* [Material to process]:
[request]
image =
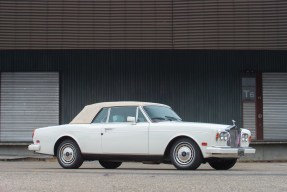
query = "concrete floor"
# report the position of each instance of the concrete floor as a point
(49, 176)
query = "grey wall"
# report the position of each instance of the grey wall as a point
(199, 85)
(141, 24)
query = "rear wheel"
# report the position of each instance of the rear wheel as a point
(222, 164)
(110, 164)
(69, 154)
(185, 154)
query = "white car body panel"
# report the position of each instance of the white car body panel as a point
(145, 138)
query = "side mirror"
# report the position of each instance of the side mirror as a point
(131, 119)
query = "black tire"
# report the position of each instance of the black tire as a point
(222, 164)
(110, 164)
(69, 154)
(185, 154)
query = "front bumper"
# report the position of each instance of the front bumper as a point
(229, 152)
(34, 147)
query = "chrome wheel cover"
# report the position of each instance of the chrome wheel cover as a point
(67, 153)
(184, 153)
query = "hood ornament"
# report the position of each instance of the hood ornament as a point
(233, 121)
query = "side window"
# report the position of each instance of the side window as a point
(120, 114)
(141, 117)
(101, 116)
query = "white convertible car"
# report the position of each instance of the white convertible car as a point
(114, 132)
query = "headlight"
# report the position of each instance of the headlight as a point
(222, 136)
(244, 137)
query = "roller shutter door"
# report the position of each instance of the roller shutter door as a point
(28, 101)
(249, 117)
(275, 105)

* [Stated goal]: Please format the listing above as a numbered list, omitting any blank lines and leaving out the pictures.

* [Result of the exercise]:
1. [request]
2. image =
3. query = "concrete floor"
4. # report the position of each instance of the concrete floor as a point
5. (49, 176)
6. query = "grey wall"
7. # report the position of each instance of the grey wall as a point
8. (199, 85)
9. (141, 24)
10. query = "rear wheel"
11. # report the position of each instance of the rear wheel as a point
12. (222, 164)
13. (110, 164)
14. (69, 154)
15. (185, 154)
16. query = "white car body panel"
17. # report the position of each instance of the white car body panel as a point
18. (145, 138)
19. query = "side mirror"
20. # report the position of each instance of the side mirror as a point
21. (131, 119)
22. query = "black tire"
23. # report the position of each instance of the black tire as a point
24. (222, 164)
25. (110, 164)
26. (69, 154)
27. (185, 154)
28. query = "front bumper"
29. # report the position of each instance of the front bumper as a point
30. (229, 152)
31. (34, 147)
32. query = "chrome wheel cover"
33. # report the position of each instance of the chrome wheel cover as a point
34. (67, 153)
35. (184, 153)
36. query = "hood ornament"
37. # report the position of each instance of the hood ornament as a point
38. (233, 121)
39. query = "side window"
40. # report the position of each instance of the side window as a point
41. (120, 114)
42. (141, 117)
43. (101, 116)
44. query = "white convertible car"
45. # report the position of each instance of the white convertible car as a point
46. (114, 132)
47. query = "headlight"
48. # report the position of each instance of the headlight as a point
49. (222, 136)
50. (244, 137)
51. query = "roller shutter door"
52. # report the position of each instance of the roller shutter door as a point
53. (28, 101)
54. (249, 117)
55. (275, 105)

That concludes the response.